WHAT YOU WILL DO
Your answer should be every line of the records that contains the word "shirt", copied as it stands.

INPUT MATERIAL
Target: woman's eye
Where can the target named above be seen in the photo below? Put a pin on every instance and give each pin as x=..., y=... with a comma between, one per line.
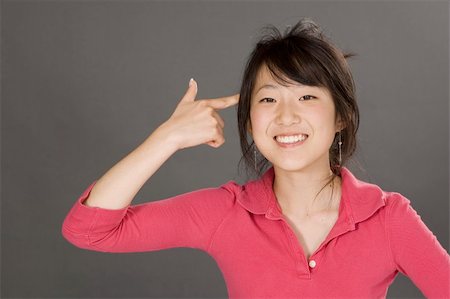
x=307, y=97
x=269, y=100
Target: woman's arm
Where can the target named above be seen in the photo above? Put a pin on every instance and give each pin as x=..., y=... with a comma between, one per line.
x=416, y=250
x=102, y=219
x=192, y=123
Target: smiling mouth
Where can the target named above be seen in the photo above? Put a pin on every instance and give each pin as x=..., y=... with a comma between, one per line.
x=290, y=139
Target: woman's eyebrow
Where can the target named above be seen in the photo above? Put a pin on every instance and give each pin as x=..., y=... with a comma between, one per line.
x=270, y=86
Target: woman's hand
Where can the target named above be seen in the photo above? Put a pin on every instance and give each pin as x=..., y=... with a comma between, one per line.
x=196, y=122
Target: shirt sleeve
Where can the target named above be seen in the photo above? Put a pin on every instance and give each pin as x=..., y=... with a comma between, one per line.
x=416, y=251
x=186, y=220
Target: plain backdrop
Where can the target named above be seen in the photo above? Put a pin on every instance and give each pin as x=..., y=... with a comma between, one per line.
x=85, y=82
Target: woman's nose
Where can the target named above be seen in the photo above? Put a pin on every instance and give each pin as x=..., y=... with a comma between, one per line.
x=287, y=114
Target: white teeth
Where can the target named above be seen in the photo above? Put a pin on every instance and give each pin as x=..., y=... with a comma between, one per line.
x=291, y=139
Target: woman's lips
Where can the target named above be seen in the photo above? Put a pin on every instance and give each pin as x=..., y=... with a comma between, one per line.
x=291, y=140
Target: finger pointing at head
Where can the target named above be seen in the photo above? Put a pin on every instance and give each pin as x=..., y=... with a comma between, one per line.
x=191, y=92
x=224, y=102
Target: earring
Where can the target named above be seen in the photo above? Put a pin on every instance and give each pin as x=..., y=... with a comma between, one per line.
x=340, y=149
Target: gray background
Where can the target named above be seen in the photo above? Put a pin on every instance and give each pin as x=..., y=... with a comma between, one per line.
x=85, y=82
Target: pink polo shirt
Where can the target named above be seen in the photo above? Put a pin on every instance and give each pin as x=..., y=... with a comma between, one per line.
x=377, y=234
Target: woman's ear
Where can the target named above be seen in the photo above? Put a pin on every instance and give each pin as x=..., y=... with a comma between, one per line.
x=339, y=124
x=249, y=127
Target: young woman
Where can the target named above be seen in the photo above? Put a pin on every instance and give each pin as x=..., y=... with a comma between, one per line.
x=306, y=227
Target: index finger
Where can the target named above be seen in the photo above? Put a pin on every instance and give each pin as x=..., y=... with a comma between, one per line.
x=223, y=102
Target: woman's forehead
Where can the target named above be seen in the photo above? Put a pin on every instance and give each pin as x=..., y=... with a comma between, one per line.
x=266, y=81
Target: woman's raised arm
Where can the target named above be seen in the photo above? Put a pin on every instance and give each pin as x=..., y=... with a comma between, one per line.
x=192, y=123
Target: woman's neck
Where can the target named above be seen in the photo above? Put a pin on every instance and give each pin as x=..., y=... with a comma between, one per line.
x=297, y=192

---

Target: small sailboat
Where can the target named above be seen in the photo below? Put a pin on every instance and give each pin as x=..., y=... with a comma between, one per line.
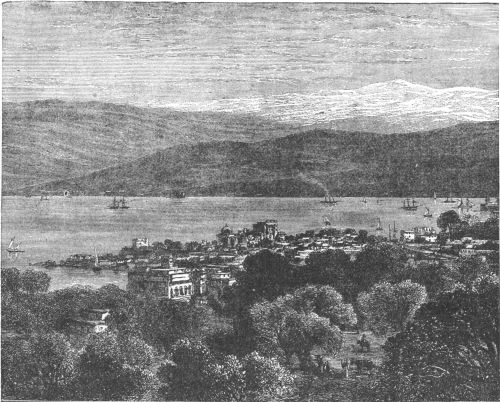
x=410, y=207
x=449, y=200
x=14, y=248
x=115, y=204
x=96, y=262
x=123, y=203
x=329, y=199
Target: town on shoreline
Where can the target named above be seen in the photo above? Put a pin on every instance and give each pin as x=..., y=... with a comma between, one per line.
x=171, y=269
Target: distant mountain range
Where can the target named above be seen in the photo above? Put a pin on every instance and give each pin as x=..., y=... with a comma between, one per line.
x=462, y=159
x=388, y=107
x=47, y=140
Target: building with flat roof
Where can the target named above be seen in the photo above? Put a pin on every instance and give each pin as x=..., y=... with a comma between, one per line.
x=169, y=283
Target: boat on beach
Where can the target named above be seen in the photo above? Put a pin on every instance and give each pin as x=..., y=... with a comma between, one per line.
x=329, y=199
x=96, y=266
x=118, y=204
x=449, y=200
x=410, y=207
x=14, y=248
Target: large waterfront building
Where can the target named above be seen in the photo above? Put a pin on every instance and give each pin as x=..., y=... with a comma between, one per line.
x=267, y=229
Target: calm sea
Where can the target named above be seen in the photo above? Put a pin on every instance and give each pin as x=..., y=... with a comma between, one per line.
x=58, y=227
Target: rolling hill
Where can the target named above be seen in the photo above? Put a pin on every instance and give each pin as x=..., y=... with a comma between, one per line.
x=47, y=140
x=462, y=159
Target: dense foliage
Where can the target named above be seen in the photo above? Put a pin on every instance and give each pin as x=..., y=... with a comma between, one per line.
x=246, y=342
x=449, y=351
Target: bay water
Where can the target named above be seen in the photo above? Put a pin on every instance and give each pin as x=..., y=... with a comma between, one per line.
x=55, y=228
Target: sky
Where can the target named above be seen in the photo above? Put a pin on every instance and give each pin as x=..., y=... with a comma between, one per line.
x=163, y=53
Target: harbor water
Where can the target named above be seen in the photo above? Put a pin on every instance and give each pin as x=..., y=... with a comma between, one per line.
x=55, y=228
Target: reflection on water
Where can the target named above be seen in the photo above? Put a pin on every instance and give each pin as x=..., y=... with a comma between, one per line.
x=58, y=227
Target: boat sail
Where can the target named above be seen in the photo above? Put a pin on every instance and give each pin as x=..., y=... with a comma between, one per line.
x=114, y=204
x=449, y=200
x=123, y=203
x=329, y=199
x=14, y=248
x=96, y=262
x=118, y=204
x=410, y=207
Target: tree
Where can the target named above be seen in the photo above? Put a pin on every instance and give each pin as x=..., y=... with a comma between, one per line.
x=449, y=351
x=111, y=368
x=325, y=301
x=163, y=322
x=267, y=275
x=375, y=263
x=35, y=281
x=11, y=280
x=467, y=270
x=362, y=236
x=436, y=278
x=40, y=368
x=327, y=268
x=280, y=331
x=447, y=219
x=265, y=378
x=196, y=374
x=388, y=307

ANSWER TO THIS EXERCISE
Target: shirt sleeve
Target: pink polo shirt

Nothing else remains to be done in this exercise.